The input Start Marker
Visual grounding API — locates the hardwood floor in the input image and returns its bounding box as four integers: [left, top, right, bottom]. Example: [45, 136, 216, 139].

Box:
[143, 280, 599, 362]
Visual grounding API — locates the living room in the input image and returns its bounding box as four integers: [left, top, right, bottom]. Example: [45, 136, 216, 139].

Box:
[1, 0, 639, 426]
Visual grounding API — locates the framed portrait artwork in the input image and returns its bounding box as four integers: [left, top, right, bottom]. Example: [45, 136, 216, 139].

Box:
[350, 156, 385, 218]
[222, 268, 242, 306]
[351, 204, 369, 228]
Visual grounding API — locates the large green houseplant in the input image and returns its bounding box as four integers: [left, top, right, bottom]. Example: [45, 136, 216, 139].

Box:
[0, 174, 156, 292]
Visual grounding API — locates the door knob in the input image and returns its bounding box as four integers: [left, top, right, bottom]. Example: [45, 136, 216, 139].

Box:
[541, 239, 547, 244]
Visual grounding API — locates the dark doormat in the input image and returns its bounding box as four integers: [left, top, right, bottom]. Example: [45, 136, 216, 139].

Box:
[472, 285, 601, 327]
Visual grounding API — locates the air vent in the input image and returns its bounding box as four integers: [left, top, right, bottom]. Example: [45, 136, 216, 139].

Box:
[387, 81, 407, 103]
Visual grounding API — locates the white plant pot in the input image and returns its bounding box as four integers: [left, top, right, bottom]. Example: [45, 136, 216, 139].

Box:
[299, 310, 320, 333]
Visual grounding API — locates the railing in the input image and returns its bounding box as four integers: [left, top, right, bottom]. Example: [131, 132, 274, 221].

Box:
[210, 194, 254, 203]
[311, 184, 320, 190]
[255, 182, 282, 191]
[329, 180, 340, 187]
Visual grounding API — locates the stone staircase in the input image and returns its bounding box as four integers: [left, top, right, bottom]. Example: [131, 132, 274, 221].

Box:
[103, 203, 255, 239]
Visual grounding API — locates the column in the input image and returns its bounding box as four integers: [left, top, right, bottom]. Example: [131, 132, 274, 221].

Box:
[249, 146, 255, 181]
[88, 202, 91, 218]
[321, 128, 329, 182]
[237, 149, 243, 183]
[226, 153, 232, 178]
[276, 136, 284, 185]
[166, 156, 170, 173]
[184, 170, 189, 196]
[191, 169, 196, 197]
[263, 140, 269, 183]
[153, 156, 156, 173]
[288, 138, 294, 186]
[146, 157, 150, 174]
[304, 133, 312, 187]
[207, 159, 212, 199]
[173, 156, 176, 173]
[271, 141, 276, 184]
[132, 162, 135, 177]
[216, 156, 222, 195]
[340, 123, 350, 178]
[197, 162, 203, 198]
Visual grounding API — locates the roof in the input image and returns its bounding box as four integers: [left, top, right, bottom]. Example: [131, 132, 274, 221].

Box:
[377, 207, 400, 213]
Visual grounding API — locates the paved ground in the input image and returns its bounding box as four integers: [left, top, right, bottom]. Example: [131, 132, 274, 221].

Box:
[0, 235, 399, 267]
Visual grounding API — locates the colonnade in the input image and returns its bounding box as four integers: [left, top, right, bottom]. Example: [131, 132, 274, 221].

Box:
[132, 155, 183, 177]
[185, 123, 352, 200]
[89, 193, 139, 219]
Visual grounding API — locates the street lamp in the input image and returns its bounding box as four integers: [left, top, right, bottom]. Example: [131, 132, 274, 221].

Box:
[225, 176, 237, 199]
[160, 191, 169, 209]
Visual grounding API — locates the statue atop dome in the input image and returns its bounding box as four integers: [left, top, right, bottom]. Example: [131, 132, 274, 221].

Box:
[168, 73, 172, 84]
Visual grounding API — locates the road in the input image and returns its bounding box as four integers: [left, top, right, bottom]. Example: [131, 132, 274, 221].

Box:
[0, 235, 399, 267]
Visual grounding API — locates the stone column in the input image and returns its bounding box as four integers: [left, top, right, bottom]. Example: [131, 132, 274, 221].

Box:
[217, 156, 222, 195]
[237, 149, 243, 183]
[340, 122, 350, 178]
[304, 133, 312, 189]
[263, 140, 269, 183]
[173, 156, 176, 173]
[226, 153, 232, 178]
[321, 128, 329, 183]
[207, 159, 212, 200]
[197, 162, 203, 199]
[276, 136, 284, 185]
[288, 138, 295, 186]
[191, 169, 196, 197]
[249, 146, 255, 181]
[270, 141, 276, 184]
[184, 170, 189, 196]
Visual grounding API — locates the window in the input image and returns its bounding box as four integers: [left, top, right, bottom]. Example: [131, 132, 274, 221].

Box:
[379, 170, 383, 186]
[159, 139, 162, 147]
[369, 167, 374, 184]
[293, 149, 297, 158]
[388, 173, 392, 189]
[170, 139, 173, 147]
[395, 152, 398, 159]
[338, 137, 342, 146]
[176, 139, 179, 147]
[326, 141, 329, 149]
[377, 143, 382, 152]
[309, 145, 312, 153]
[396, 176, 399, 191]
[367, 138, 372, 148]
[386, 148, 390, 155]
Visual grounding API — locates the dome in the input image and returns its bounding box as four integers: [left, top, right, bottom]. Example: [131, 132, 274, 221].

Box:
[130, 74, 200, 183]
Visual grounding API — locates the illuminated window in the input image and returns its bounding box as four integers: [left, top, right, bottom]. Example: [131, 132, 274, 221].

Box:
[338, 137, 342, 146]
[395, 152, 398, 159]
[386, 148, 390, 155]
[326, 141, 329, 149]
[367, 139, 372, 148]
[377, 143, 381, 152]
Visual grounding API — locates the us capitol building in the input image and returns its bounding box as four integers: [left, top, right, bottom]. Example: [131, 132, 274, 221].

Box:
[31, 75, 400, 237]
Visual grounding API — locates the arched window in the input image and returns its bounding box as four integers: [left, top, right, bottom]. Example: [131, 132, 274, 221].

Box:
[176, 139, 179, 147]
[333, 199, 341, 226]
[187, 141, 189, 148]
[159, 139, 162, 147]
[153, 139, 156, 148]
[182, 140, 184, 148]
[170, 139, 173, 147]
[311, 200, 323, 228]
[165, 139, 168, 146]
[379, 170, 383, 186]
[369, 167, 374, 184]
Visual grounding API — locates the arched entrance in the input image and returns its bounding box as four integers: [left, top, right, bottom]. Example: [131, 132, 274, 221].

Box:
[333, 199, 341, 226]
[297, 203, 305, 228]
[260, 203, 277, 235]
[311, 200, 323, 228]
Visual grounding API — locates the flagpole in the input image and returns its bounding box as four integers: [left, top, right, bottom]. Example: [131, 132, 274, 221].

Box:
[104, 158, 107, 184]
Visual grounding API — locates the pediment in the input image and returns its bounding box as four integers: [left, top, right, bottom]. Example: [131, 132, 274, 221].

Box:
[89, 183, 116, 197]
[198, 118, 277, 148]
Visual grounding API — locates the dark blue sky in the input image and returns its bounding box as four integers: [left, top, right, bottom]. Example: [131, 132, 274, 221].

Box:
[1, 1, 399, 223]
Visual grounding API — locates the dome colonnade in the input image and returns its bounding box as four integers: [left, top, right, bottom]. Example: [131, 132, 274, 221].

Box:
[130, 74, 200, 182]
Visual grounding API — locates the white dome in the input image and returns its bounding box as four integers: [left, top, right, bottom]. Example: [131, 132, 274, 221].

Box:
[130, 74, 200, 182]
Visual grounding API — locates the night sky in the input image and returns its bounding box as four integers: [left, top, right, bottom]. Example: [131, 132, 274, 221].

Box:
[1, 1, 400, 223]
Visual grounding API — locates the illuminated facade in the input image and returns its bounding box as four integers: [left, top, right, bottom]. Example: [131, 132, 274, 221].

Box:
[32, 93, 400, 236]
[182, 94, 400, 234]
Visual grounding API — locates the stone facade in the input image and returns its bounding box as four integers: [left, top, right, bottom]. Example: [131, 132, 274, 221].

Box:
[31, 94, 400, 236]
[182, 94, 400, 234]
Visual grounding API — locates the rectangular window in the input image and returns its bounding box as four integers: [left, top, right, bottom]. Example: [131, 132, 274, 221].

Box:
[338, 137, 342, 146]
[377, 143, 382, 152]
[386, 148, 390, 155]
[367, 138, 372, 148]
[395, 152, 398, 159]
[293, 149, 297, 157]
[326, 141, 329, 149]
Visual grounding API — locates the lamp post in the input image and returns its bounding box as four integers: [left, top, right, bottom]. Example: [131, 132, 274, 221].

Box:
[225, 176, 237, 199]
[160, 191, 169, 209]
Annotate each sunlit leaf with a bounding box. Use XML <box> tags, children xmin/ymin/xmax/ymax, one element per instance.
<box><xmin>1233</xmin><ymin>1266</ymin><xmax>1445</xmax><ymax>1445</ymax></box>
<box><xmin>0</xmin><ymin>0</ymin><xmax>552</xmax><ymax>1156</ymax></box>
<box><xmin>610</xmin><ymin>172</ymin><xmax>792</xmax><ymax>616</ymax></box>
The input End Marker
From the entries above, return exactly the line containing "Visual grounding API — locates the dark blue", the line containing "Visual grounding API — locates the night", and all lines between, and nothing else.

Visual grounding API — locates the dark blue sky in the input image and returns its bounding box as four integers: [left, top, right, bottom]. Example: [131, 132, 274, 221].

Box:
[1, 1, 399, 223]
Visual grounding API — locates the dome colonnade in the input image and returns its bounding box as four integers: [left, top, right, bottom]. Example: [131, 132, 274, 221].

Box:
[130, 74, 200, 182]
Visual grounding API — locates the white dome in the input image and returns its bounding box as four integers: [left, top, right, bottom]. Example: [131, 132, 274, 221].

Box:
[130, 74, 200, 182]
Visual grounding API — locates the night sky in the input image and returns its bounding box as four integers: [left, top, right, bottom]. Example: [131, 132, 274, 221].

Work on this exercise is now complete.